Happy Wealth Wednesday.

I have always loved growth stocks. There is nothing more exciting than spotting a trend early and watching it play out. Over the years, I have been able to predict where entire sectors were headed. Cloud computing, bitcoin miners, data companies like Palantir back in 2022, and fintech are all great examples of that.

But here is the thing. It is absolutely useless to predict that artificial intelligence will take over an entire sector, get that prediction right, but fail to pick the right company. The sector can skyrocket, and you can still lose money if you own the wrong stock.

That is why I like the Rule of 40. It gives me a way to look past the hype and focus on the fundamentals. It lets me evaluate how an individual company is performing, not just how its industry is trending. Real wealth in the market does not come from being early to a story. It comes from owning the companies that can grow fast and do it responsibly.

The Rule of 40: What It Is and Why It Matters

When you invest in growth stocks, it is easy to get caught up in the story. You hear about massive revenue growth, new technologies, and endless potential. But growth alone does not make a great company. Eventually, every business has to prove that it can grow and stay profitable at the same time.

That is where the Rule of 40 comes in.

Here is how it works:
Revenue growth rate + Profit margin = Rule of 40 score

If the number is 40 or higher, that company is generally considered healthy. It is a simple test that shows how efficiently a business is growing.

Let’s look at two examples:
Company A: 25% revenue growth + 20% profit margin = 45
Company B: 50% revenue growth + (-20%) profit margin = 30

On paper, Company B looks like the faster grower, but it is burning cash to do it. Company A is growing a little slower but is actually profitable while doing it. That is the type of growth that lasts.

I like the Rule of 40 because it helps me look past the hype. When a company can grow fast and stay profitable, it tells me they have a real business model, not just a story.

The numbers back this up. Companies that consistently meet or exceed the Rule of 40 tend to be stronger across the board. They have:

  • 31% lower customer acquisition costs

  • 29% lower churn

  • 83% better capital efficiency

  • More efficient research and development spending

  • Lower sales and marketing costs as a percentage of revenue

In other words, companies that pass the Rule of 40 know how to scale without wasting money.

Research from Bain & Company found that most outperformers fall into one of three categories:

  1. Hypergrowth: Revenue growth above 30% with modest profitability. Examples include Splunk, Wix, and Workday.

  2. Balanced growth: Revenue growth between 10% and 30% with meaningful profitability. Companies like Adobe, Salesforce, and VMware fit here.

  3. Profitability focus: Growth below 10% but very high margins. Think Oracle, SAP, or Trend Micro.

Each approach works. What matters is that the company knows what kind of business it is and can execute that strategy well.

The Rule of 40 is not perfect, but it is one of the fastest ways to tell whether a company is building something sustainable or just running on momentum.

• Information shown:
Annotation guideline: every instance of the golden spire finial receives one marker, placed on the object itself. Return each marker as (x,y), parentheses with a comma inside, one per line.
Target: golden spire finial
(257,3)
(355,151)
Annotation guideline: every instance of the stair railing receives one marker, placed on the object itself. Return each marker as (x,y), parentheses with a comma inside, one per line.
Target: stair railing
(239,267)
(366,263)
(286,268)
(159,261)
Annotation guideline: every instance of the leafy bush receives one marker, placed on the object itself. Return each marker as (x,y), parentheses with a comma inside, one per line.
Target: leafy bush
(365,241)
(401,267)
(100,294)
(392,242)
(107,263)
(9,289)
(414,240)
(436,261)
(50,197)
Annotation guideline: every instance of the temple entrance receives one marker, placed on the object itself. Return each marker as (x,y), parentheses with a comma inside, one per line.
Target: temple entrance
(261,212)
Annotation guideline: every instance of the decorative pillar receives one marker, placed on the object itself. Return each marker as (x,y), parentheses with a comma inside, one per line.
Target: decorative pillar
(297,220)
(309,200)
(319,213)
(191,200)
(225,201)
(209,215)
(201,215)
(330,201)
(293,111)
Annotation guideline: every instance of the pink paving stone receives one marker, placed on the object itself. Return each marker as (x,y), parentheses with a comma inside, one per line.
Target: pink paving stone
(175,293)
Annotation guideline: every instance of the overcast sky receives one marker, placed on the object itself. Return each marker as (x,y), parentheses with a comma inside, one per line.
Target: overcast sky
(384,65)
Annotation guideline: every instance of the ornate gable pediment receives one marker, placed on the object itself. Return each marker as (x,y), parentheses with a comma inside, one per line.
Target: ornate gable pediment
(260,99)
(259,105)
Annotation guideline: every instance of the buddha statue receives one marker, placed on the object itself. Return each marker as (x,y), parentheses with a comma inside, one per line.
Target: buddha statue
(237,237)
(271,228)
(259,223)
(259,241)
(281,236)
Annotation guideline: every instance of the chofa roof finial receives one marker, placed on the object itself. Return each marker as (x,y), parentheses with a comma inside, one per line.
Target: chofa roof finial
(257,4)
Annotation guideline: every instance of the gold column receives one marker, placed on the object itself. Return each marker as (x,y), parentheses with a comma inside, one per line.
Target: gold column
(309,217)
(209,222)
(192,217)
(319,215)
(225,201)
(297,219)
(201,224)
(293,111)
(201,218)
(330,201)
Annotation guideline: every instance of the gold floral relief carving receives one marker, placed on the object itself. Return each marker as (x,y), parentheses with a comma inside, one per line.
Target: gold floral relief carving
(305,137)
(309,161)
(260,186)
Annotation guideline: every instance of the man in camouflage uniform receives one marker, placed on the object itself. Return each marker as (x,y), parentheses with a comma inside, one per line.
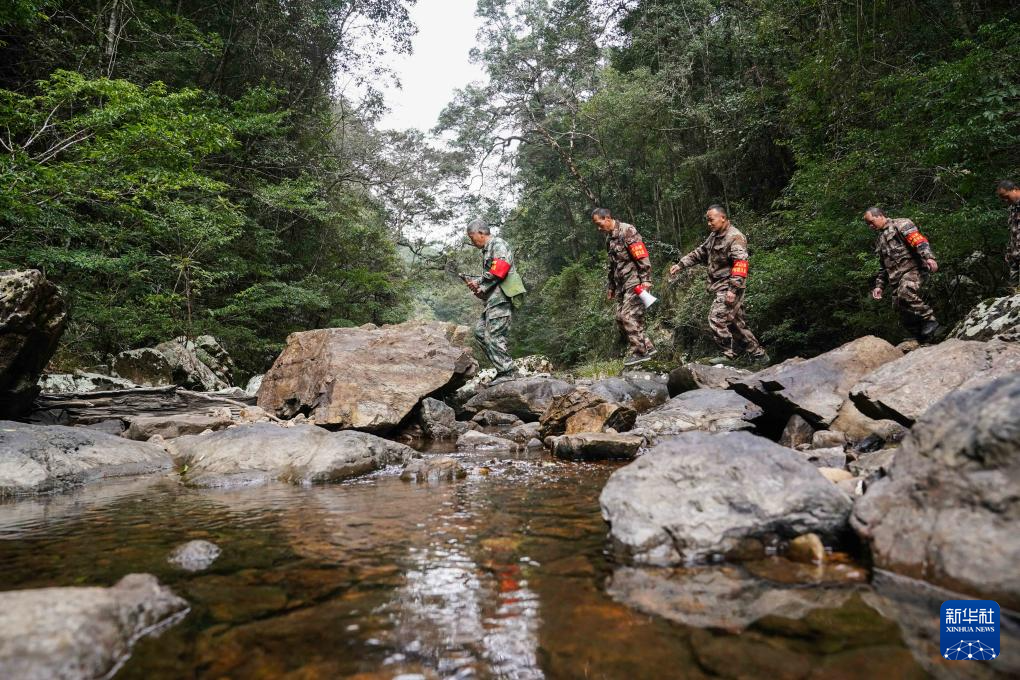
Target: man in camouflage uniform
(1009,193)
(493,328)
(725,253)
(906,258)
(629,268)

• Written tasks:
a) Reproduce the entries from the line containing "Annotation guideline: every instance of the man" through the last line of the entries, keeping both ends and leaving out the pictures.
b) Write the next part of the piece on the Rule of 40, picking up after its final sentence.

• Outputs:
a)
Annotation guideline: every instance of the man in camouflage uniform receives one marker, placed on the object itself. Return each marker as (x,y), parentheses with a comma inside, one per line.
Target: man in camouflage uniform
(1009,193)
(493,328)
(725,253)
(906,258)
(629,268)

b)
A Simple Example

When I first sent out Palantir to readers back in early 2022, it was not a popular pick. The company was still figuring things out after going public, and most investors had already lost interest in anything tied to growth.

At the time, Palantir’s Rule of 40 score was sitting around 33. That told me they were still growing quickly but had not yet found the right balance between growth and profitability.

What caught my attention was that we were early. I believed we were getting a strong data company at a discount while anticipating that, over time, they would eventually break the Rule of 40.

And that is exactly what happened.

Palantir’s Rule of 40 progression:

  • Q3 2023: 46% (17% growth + 29% margin)

  • Q2 2025: 94% (48% growth + 46% margin)

That kind of improvement is rare. It shows how a company can move from chasing growth to actually becoming profitable while still expanding at a fast pace. For me, that is the moment when a company transitions from potential to performance.

The Rule of 40 helped me see that progress clearly. It is not about predicting short-term price movements. It is about identifying companies that are growing the right way and showing signs of sustainable strength.

Note: The Rule of 40 has nothing to do with valuation. It is simply a quick health test. Even though Palantir is crushing it on the Rule of 40, I still think the stock looks very overvalued right now.

What the Rule Doesn’t Tell You

The Rule of 40 is one of my favorite ways to analyze growth companies, but it is not perfect. It gives you a quick snapshot of how efficiently a company is scaling, but it does not tell the full story behind those numbers.

Take Company XYZ as an example.

Let’s say they report:
Revenue growth: 35%
Profit margin: 10%
Rule of 40 score: 45

That looks healthy at first glance. But if you dig deeper, you might find they are taking on new debt or issuing additional shares just to fund operations. Moves like that can weaken shareholder value even when the headline numbers look great.

That is why I always look beyond the Rule of 40. You need to check free cash flow, balance sheet strength, and how management reinvests profits.

If Company XYZ’s growth comes from smart operations and steady cash generation, that is a business with real staying power. But if that growth is fueled by borrowing or dilution, the story changes fast.

The Rule of 40 is a great starting point, but it should never replace real research. It helps you spot companies that are moving in the right direction, but it is up to you to decide whether that growth is built on something real.

Conclusion

The Rule of 40 is one of those simple tools that helps me slow down and think clearly when everyone else is chasing headlines. It reminds me that growth only matters if it leads somewhere.

I love growth stocks because they give you a front-row seat to innovation, but not every fast-growing company becomes a great investment. The Rule of 40 helps me focus on the ones growing with discipline. It is a quick test that filters out the hype and highlights the businesses that are actually improving their fundamentals.

It is not a magic formula, and it will not tell you what a stock is worth, but it gives you something far more important: perspective.

If you can combine that perspective with your own research and patience, you will start seeing which companies are built to last and which ones are just passing through.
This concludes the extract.